### What is required:
Pick out every line below that contains the word "hood", and copy each one. Case counts.

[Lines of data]
<<<<

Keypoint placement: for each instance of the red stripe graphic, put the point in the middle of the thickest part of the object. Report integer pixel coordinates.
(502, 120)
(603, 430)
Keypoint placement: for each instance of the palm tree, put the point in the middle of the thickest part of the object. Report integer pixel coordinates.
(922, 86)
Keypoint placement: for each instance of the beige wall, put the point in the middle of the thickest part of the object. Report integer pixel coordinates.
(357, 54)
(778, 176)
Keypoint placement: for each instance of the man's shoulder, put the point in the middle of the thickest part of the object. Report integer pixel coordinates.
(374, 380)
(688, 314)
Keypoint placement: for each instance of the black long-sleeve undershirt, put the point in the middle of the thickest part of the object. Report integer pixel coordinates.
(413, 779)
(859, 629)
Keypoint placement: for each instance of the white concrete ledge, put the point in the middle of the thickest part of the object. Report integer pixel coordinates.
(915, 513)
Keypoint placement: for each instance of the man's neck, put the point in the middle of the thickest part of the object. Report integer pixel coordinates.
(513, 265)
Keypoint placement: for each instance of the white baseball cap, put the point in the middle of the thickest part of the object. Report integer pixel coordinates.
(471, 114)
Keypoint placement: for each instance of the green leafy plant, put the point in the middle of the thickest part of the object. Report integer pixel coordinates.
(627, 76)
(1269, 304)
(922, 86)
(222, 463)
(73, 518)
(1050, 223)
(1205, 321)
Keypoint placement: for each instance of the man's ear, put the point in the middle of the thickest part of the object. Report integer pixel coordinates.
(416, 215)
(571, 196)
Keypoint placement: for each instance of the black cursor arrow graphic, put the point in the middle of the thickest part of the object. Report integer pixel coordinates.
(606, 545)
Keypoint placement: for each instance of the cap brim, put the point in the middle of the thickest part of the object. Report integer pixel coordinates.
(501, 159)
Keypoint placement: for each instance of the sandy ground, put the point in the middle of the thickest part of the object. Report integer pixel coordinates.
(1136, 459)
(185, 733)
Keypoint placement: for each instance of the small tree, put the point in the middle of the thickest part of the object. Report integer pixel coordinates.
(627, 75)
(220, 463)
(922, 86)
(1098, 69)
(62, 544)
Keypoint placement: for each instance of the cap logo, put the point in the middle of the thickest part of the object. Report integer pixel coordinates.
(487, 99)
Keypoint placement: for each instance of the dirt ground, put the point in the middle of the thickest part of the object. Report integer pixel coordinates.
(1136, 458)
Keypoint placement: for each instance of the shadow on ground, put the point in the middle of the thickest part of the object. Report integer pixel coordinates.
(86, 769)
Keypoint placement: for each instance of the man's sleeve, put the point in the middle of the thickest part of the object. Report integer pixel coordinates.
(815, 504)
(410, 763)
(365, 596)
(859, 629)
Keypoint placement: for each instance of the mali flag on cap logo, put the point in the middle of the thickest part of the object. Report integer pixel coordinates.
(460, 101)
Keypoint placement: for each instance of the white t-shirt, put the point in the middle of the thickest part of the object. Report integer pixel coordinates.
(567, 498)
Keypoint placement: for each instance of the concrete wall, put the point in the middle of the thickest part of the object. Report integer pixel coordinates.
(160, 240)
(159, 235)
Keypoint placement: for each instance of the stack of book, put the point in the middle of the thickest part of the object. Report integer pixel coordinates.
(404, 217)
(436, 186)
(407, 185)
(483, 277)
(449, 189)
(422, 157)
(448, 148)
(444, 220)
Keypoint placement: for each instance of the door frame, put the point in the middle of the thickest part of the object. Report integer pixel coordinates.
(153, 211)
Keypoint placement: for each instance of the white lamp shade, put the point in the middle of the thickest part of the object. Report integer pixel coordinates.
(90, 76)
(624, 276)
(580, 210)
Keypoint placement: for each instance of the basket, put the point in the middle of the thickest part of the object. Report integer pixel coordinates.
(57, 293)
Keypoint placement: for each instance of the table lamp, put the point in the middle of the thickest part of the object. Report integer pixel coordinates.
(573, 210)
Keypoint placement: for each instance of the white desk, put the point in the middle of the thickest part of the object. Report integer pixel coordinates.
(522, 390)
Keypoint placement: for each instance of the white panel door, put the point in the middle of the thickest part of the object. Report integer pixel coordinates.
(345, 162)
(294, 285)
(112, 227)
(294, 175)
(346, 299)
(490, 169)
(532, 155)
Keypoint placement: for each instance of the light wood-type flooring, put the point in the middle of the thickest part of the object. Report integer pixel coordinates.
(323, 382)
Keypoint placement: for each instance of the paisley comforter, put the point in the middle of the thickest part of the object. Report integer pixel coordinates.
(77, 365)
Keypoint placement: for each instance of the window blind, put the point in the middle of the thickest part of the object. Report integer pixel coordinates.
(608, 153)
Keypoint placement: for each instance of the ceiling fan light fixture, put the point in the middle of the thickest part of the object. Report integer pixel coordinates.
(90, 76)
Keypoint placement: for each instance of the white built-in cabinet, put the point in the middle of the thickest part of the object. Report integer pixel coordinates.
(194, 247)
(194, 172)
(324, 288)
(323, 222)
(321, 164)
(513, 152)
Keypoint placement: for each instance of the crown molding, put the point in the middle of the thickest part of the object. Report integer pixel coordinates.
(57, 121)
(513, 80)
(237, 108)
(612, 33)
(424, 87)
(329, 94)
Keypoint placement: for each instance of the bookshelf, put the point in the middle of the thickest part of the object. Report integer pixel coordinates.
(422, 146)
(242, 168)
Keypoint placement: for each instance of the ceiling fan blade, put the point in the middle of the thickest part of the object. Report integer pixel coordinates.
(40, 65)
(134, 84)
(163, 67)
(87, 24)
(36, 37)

>>>>
<<<<

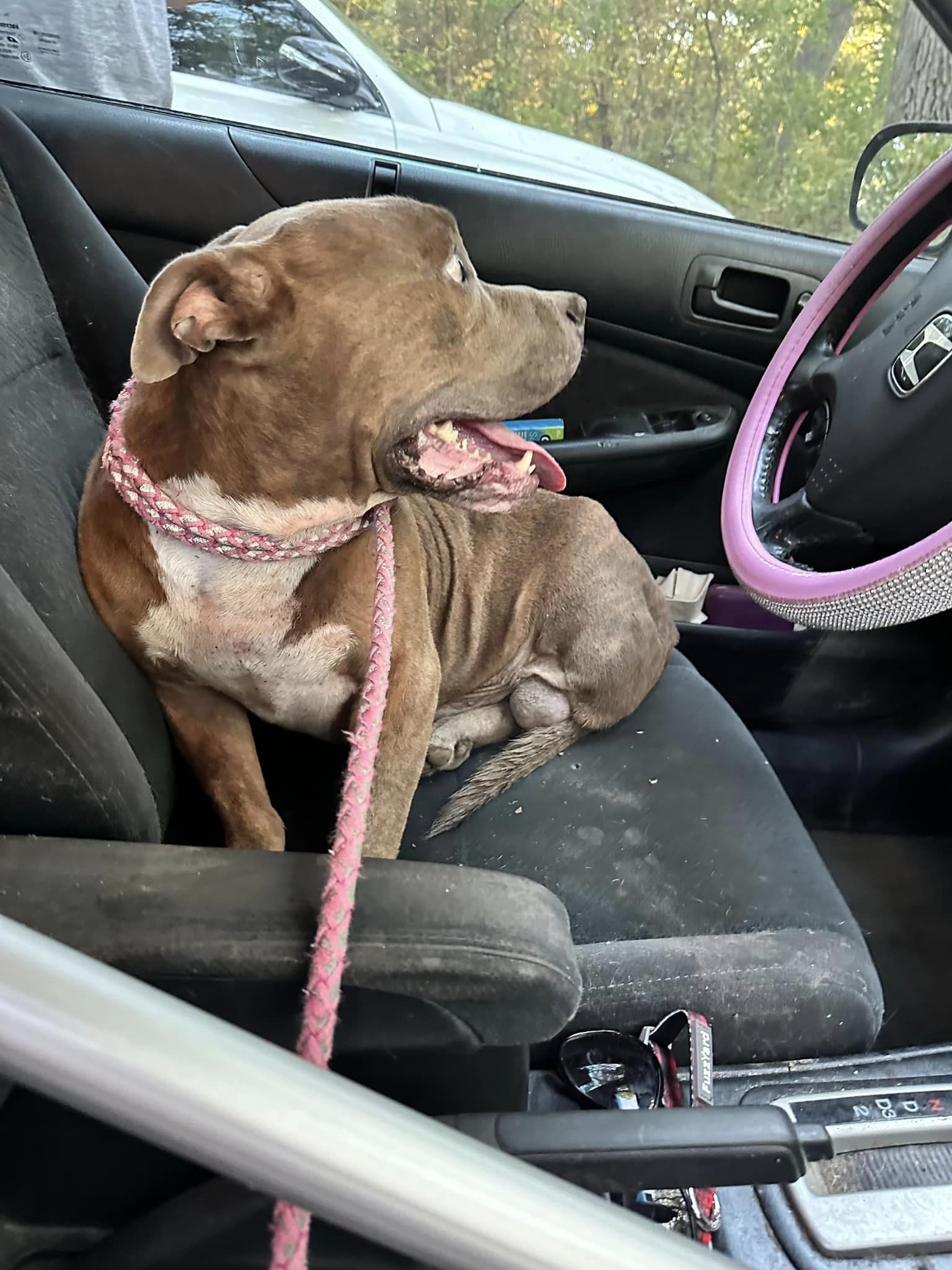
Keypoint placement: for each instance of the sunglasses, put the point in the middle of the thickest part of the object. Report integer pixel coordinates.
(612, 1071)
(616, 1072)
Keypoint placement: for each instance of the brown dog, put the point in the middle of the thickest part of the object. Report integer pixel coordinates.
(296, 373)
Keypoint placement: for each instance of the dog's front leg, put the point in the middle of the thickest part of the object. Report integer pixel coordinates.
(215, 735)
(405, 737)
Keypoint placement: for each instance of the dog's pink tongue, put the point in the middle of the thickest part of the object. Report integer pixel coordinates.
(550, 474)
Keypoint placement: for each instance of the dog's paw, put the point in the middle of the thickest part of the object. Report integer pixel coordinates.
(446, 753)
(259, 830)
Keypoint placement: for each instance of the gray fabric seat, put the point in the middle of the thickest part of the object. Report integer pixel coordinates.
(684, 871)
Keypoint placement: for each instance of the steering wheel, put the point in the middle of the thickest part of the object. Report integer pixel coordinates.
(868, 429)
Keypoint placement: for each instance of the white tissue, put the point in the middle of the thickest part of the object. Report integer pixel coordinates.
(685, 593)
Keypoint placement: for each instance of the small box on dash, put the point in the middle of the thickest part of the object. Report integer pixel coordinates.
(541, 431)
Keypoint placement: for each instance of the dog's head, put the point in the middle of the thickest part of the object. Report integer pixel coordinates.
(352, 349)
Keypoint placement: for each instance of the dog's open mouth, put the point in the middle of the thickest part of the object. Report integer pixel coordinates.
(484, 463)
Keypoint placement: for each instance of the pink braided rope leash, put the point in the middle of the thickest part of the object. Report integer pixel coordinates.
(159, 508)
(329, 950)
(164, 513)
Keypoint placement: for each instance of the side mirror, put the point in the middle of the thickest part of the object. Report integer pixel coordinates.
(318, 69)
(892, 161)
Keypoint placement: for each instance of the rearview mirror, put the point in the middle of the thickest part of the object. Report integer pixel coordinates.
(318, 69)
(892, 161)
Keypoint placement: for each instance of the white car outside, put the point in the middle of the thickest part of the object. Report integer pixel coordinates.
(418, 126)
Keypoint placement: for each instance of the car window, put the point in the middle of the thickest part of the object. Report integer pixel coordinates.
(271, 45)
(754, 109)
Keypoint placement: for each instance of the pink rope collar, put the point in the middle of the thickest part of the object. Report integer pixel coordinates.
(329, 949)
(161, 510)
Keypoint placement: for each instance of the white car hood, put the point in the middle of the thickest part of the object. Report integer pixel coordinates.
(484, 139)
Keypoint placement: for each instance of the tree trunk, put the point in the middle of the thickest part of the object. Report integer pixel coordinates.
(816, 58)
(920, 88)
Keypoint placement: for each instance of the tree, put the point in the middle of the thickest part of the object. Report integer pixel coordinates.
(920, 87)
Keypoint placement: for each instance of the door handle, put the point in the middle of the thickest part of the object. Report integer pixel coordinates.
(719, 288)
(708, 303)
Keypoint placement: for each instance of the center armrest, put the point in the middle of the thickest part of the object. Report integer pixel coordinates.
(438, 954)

>>>>
<<<<

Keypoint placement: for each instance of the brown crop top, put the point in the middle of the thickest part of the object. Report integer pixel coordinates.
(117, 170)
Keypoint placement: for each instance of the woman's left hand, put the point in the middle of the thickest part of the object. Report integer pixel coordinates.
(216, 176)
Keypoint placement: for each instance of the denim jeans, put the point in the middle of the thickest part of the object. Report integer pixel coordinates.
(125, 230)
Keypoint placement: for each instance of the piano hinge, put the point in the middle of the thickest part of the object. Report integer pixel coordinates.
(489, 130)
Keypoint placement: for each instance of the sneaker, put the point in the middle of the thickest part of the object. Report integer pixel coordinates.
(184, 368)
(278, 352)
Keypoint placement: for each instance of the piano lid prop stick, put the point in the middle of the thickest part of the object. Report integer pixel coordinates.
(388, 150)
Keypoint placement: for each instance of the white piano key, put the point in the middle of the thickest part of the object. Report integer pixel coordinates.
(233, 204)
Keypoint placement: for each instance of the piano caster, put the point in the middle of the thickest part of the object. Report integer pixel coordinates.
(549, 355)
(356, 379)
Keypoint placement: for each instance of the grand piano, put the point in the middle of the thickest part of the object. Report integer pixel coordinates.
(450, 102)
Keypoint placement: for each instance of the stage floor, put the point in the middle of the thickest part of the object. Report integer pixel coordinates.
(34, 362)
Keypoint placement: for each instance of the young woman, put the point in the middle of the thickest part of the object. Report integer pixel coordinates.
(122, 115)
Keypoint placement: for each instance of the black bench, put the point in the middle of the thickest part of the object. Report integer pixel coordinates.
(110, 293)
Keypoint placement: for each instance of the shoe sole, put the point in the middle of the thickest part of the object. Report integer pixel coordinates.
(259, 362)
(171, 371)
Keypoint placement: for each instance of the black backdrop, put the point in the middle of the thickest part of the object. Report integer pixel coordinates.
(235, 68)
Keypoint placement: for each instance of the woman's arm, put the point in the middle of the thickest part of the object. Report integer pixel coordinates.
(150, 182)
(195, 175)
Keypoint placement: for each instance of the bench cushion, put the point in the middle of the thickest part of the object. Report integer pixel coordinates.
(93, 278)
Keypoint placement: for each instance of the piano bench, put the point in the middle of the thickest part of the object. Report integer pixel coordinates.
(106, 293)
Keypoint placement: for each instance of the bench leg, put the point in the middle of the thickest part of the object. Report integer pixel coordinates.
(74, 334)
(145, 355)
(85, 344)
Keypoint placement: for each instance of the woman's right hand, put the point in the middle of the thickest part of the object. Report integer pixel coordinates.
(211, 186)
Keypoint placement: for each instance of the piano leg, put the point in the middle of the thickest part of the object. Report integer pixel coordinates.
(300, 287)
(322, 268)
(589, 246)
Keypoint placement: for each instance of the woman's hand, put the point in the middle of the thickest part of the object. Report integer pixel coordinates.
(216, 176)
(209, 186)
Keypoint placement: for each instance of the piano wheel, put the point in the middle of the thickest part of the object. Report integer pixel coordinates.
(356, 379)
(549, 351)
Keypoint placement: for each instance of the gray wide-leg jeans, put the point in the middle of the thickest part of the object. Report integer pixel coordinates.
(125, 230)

>>>>

### Problem solution:
Keypoint placement: for each instance of the white car hood, put the point in the middle of the thickest part of the object. Report integer pixel coordinates.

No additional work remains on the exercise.